*Article*
::::::

Our recycling options are pretty basic. There’s a bin for glass and plastic bottles and containers but no other plastics/glass. There’s a bin for paper and card. Then there’s a small household waste bin, and a huge general waste bin. Most people just pile everything in the general waste bin because they can’t be arsed. Not sure if this is a normal setup. Seems a bit pointess to me, to a degree anyway. They should remove the general waste option and have seperate bins for all glass, all plastics, all paper/card, all metals (recyclable or not), then a compost heap. Maybe i’m missing something.

One thing I noticed - in our old flat the council didn’t make any provision for recycling because our flat was in an odd place or whatever. So we just had to lob all of our rubbish out in a bag on the street with the cafe next door. I mean we could have bagged it all up and then got on the bus to to the recycling centre but… you just don’t, do you? Think we’d get through about 4+ bin bags a week or something on average.

Now we fastidiously recycle. Both packaging and food. Most weeks we’ll barely fill up one bin bag of ‘other waste’ and I reckon that’s mostly because we have a cat (we use paper-based litter too).

So yeah what’s that 75% of of the stuff we were lobbing out on the street in our old flat could actually have been recycled. Nuts ain’t it.

::::::

*Job 1*
In the records below, convert the lines between the one containing "task | drop a marker on every instance of the baseboard" and the one containing "column 462, row 368", inclusive, into a JSON list of strings with one string per line and no blank lines.

::::::

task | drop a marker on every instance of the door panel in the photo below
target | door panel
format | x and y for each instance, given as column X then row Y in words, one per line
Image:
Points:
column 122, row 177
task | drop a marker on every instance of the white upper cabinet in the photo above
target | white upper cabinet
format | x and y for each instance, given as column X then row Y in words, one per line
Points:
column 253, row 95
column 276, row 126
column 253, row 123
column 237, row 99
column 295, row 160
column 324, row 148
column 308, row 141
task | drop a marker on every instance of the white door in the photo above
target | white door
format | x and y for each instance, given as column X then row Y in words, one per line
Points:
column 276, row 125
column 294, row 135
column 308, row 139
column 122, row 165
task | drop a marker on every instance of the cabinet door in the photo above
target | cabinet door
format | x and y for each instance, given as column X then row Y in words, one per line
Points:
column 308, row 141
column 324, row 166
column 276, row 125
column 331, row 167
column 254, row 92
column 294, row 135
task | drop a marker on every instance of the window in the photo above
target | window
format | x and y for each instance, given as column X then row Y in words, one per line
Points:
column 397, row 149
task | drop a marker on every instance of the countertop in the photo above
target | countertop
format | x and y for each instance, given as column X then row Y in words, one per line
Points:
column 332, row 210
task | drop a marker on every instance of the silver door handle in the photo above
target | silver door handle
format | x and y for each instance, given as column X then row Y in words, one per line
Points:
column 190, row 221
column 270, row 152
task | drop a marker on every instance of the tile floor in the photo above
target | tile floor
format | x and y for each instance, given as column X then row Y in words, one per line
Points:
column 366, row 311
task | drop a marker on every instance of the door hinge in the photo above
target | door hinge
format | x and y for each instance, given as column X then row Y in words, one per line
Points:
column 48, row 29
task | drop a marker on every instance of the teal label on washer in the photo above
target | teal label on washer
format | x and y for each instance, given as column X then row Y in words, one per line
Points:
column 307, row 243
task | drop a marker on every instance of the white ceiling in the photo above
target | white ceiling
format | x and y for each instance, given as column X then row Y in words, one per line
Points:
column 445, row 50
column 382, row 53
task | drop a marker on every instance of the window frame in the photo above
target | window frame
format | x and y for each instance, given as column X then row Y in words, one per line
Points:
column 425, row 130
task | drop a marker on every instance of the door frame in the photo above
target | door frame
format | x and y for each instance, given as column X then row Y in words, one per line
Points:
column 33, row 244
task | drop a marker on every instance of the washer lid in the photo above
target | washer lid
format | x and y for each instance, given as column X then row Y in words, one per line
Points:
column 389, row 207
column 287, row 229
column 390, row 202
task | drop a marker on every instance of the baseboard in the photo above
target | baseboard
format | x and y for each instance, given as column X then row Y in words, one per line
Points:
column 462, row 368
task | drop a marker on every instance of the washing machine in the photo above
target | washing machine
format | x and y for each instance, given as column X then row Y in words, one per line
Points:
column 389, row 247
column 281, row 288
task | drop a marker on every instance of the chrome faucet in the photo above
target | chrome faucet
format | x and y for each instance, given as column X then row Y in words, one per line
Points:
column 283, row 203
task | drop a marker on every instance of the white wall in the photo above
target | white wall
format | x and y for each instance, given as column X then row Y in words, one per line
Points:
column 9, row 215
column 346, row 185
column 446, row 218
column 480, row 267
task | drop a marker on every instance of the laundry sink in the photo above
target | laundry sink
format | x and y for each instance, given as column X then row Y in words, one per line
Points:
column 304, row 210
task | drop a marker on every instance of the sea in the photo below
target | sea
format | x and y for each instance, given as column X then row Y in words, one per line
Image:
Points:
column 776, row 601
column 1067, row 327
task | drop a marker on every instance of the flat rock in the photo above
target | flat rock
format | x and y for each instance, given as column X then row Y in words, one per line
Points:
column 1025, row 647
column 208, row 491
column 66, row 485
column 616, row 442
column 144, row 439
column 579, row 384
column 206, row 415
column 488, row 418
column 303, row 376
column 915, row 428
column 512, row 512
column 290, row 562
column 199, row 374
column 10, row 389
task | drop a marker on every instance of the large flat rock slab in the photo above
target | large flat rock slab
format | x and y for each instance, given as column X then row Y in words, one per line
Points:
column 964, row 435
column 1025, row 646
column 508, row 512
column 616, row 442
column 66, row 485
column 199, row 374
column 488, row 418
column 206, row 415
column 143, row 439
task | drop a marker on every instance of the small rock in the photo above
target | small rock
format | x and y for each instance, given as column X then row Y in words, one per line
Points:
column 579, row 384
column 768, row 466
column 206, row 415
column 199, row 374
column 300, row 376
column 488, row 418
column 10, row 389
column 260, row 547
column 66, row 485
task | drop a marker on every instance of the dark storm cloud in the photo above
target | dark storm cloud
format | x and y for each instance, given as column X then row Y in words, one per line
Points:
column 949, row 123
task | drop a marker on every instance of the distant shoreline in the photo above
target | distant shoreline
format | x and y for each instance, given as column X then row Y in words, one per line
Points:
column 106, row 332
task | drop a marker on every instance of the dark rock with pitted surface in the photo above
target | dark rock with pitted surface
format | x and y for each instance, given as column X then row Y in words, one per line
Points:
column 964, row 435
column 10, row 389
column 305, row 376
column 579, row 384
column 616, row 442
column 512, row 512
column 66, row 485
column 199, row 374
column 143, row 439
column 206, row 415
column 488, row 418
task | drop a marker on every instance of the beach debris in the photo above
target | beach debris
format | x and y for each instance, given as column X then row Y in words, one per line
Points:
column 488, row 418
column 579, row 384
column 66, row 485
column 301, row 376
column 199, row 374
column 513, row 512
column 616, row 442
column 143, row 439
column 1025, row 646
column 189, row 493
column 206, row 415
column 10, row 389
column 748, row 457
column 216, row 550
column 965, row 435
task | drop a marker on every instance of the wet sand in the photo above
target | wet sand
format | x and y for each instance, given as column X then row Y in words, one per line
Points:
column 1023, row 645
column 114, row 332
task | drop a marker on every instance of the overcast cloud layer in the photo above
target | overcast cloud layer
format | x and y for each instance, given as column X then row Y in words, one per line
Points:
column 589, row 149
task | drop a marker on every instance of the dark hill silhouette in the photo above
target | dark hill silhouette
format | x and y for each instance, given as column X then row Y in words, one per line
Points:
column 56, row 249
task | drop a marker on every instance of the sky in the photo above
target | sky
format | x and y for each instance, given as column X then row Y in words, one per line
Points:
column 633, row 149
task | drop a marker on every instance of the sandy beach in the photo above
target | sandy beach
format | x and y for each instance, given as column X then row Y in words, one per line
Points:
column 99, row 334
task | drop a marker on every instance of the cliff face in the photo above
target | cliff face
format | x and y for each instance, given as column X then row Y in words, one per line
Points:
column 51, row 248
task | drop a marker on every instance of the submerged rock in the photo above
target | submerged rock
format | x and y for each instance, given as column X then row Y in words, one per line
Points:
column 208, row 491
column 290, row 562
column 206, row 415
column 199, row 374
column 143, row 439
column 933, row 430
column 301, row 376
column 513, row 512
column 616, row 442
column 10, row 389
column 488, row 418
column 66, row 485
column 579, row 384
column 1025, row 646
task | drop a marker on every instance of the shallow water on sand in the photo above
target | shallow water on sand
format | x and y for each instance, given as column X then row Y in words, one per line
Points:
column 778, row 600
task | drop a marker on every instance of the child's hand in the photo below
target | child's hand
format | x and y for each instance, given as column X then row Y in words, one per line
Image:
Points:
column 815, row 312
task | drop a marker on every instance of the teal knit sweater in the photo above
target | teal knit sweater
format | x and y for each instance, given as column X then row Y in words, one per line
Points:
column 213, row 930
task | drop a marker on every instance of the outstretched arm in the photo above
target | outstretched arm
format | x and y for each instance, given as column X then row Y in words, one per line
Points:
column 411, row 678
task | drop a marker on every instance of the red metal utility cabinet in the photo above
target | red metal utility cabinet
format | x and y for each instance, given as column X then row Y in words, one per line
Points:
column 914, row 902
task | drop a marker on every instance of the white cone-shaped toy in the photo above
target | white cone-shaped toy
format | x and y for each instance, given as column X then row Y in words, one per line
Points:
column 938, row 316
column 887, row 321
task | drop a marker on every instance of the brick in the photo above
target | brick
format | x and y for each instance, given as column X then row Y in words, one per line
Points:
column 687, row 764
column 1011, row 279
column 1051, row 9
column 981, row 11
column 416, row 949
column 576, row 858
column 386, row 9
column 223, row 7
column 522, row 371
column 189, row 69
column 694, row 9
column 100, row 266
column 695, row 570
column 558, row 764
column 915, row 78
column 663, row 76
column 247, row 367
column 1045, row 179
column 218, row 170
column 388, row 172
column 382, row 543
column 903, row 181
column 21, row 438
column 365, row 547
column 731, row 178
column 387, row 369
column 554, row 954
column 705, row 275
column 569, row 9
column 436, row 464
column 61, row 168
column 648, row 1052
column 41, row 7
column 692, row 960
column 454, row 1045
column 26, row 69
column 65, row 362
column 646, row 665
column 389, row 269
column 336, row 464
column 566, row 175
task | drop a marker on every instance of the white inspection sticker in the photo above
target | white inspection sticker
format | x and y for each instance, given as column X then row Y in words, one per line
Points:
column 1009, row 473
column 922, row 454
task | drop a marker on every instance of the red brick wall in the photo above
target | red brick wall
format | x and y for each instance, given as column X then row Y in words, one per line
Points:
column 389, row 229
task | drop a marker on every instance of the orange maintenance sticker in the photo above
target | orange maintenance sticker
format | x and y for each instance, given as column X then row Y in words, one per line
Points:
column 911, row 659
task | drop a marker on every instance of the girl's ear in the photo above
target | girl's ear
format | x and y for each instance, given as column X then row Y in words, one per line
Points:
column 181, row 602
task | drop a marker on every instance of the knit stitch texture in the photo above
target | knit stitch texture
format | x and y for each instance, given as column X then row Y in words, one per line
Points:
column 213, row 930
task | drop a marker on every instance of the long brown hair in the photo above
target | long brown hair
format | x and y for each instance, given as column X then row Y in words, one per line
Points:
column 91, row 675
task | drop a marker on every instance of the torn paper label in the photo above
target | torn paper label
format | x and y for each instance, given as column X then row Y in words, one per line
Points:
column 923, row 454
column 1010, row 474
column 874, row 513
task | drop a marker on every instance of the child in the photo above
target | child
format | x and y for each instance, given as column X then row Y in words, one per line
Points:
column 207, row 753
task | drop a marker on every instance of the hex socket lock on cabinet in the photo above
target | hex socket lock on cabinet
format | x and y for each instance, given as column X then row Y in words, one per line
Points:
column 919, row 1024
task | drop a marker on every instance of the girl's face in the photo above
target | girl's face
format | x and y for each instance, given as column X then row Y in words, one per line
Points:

::::::

*Job 2*
According to the recycling post, what bins and other options should replace the general waste option? List each one.

*Output 1*
[
  "task | drop a marker on every instance of the baseboard in the photo above",
  "target | baseboard",
  "format | x and y for each instance, given as column X then row Y in words, one per line",
  "Points:",
  "column 462, row 368"
]

*Output 2*
- A separate bin for all glass
- A separate bin for all plastics
- A separate bin for all paper/card
- A separate bin for all metals (recyclable or not)
- A compost heap